START The records

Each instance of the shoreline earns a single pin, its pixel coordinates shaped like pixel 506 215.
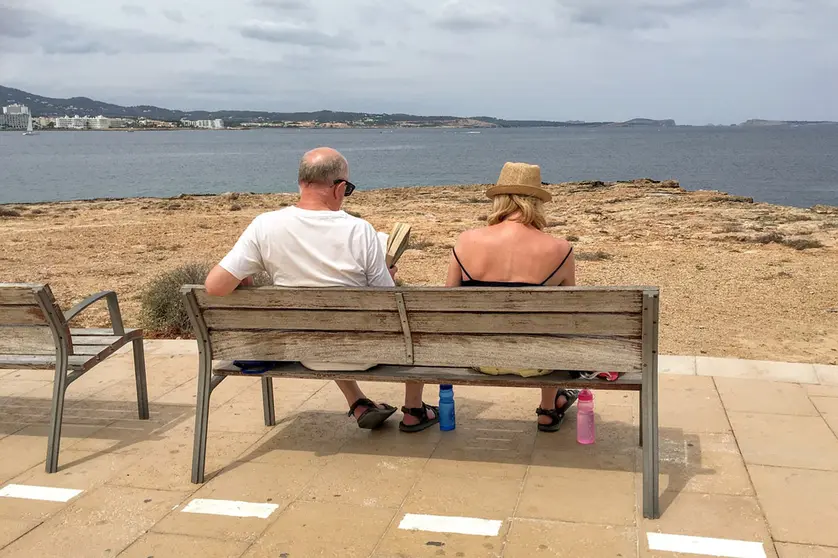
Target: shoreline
pixel 738 278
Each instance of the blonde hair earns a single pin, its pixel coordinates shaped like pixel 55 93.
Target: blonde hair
pixel 529 210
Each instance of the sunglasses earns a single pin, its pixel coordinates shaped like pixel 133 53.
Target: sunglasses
pixel 349 186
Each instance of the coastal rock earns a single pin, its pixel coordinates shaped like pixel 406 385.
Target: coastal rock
pixel 825 209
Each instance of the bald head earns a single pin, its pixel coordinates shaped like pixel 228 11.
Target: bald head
pixel 322 166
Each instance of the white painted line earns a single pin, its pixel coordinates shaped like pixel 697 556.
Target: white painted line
pixel 705 546
pixel 230 507
pixel 47 493
pixel 458 525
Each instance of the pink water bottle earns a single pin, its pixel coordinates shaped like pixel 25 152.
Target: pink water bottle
pixel 585 427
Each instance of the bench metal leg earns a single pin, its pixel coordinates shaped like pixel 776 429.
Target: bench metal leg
pixel 641 415
pixel 268 401
pixel 59 389
pixel 199 449
pixel 139 375
pixel 649 408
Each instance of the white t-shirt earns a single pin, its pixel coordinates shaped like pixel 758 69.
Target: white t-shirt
pixel 304 248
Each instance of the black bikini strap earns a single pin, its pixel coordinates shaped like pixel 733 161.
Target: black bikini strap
pixel 557 269
pixel 461 265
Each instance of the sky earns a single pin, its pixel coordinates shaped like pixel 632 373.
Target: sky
pixel 697 61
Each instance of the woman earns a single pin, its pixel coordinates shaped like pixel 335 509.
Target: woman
pixel 514 252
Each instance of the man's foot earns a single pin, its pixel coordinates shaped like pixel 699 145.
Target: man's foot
pixel 561 401
pixel 370 414
pixel 418 419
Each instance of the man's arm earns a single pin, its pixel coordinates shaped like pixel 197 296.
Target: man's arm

END The records

Using the material above, return every line exactly as it appears, minus the pictures.

Each instance of the shoreline earns a single pin, its pixel coordinates shaped like pixel 506 215.
Target: shoreline
pixel 738 278
Each instance of the blonde hair earns a single pin, its pixel coordinates shaped like pixel 55 93.
Target: blonde hair
pixel 529 210
Each instance of the sunglasses earns a single pin, its pixel coordinates shaped like pixel 133 53.
Target: sunglasses
pixel 349 186
Each instance of the coastal rock earns a single pin, its pixel coordinates shaped like pixel 406 385.
Target: coastal rock
pixel 825 209
Each instance of the bald head earns a single pin, its pixel coordinates shaped like pixel 228 11.
Target: bald head
pixel 322 166
Each instance of the white painted line earns a single pin, its pixel coordinates shaped like pixel 697 556.
Target: white painted line
pixel 705 546
pixel 230 507
pixel 47 493
pixel 458 525
Each instance of the pink water bottle earns a single pin, its pixel coordinates shaped like pixel 25 152.
Target: pink water bottle
pixel 585 427
Each instance of the bench metal leg earns a single pin, its pixel coordinates shaped like pixel 776 429.
Target: bench metal leg
pixel 641 415
pixel 268 401
pixel 59 389
pixel 199 449
pixel 139 375
pixel 649 408
Each instance of the white t-shirt earns a single pin, its pixel coordinates shaped like pixel 758 69.
Target: white t-shirt
pixel 304 248
Each instance of the black bikini strap earns a single pin, its pixel coordinates shaped like pixel 733 161.
Target: black bikini strap
pixel 557 269
pixel 461 265
Each instance of the sky earns a single pin, its pixel coordinates shaped like pixel 632 373.
Target: sky
pixel 697 61
Each instance of the woman earns a single pin, its pixel coordinates shaped like pixel 335 509.
Target: woman
pixel 514 252
Each instance of the man's foot earns a single pin, its pixel coordinates shaped like pixel 699 145.
Target: man's foot
pixel 561 401
pixel 370 414
pixel 418 419
Each instance of the man's arm earns a single pin, its pixel coordinates shaped like pixel 197 296.
Target: man's arm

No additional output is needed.